**Source document**
──────

How To Cope With and Overcome Loneliness

by | Jul 10, 2020 | Blogs

1) Reach Out To Others.

This advice is commonly given for someone suffering from loneliness. When you are feeling lonely, this is often the last thing you want to do. The reason it is so important to reach out for interaction with others is because of the consequences if you don’t. Loneliness is painful and it can cloud your thinking. It can distort your perception of yourself and over time, that distorted view of what you are feeling can set you up to be depressed and truly alone.

2) Loneliness Is A Feeling; Not A Fact.

Feelings are a tricky thing. Feelings can lie to you; especially if you are lonely. If you are lonely and you listen to your sad feelings, you could come to the conclusion that no one cares and that you truly are alone. This will certainly lead to a bad outcome. Remember the truth that you are not alone and that you are just feeling lonely.

3) Fight The Habits Of Loneliness.

When people are lonely, they tend to isolate from others and tend to watch way too much television. Push yourself to get out of this unhealthy comfort zone. Go outside, ride a bike, go to the library or just run errands to the store where you’re likely to run into people and feel like a part of society once again.

4) Focus On The Needs Of Others.

This can be a hard one but if you are a giver by nature it may not be as hard. You may find it easier to act in the name of another than for yourself. This will give you opportunities to interact with others and will give you a sense of fulfillment at the same time.

5) Seek Out Other Lonely People.

Rack your brain and think of other people you know who have a limited circle of friends and family. Think of environments in which people tend to do things by themselves and go to these places. These may be places where you already have an interest like the gym or church or sporting events.

6) Don’t Give Yourself The Excuse To Back Out.

If you say you will meet up with a friend or attend a group function; do so. Do not give in to the temptation to talk yourself out of attending or showing up. This sets the stage for people to stop asking you to do things and then this gets distorted as well. You’ll start noticing that other people never ask you to do anything and this may push you even further into isolation.

7) Be Persistent.

If things don’t work out with one person or group; try another.

8) Get Involved In A Project.

──────

**Data records**
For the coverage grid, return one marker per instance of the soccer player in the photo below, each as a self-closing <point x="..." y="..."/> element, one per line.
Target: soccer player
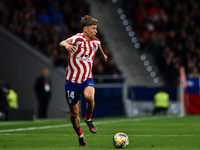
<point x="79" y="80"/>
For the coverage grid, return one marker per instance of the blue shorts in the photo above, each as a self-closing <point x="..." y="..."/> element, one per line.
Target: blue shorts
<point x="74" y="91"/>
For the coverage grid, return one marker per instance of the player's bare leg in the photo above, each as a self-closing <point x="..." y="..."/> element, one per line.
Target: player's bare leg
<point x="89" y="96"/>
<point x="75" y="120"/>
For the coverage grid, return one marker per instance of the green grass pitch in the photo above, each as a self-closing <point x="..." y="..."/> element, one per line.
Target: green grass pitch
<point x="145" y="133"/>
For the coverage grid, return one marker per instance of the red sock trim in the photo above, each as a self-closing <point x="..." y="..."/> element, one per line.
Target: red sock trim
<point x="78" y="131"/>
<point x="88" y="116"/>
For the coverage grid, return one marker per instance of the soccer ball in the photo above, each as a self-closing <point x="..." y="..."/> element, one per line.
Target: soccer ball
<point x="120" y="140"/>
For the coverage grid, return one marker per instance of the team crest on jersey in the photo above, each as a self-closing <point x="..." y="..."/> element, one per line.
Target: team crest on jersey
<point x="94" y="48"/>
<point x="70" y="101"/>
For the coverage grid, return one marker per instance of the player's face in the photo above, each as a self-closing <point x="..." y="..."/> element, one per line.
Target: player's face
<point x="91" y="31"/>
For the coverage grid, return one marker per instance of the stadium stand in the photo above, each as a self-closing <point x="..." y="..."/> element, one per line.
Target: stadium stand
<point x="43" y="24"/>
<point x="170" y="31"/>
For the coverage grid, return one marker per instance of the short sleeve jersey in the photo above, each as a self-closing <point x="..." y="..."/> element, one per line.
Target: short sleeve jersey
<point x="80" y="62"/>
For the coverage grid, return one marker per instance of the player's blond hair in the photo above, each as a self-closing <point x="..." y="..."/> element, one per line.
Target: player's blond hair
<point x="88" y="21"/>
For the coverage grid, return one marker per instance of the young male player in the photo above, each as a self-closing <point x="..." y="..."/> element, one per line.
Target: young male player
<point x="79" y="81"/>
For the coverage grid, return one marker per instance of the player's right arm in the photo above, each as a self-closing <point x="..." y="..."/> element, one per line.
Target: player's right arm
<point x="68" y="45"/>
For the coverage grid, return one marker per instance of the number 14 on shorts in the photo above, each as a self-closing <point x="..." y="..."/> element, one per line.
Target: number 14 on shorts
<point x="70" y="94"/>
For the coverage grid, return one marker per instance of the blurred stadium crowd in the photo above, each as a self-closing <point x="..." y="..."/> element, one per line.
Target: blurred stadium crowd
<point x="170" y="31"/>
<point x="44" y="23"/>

──────

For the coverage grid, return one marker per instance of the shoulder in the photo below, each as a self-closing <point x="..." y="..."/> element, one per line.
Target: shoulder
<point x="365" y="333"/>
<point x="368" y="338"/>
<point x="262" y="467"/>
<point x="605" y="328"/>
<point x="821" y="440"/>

──────

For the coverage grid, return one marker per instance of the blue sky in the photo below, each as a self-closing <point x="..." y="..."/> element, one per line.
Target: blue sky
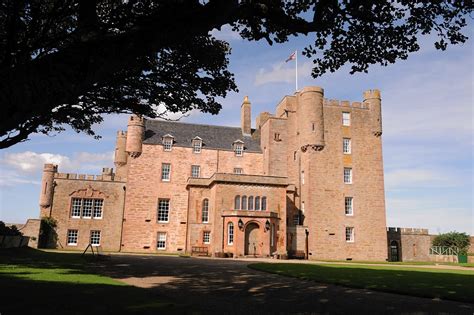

──────

**What you have to do**
Repeat, word for word, the part of the loneliness article starting with "Rack your brain" and going on through "To Back Out.".

**Answer to the exercise**
Rack your brain and think of other people you know who have a limited circle of friends and family. Think of environments in which people tend to do things by themselves and go to these places. These may be places where you already have an interest like the gym or church or sporting events.

6) Don’t Give Yourself The Excuse To Back Out.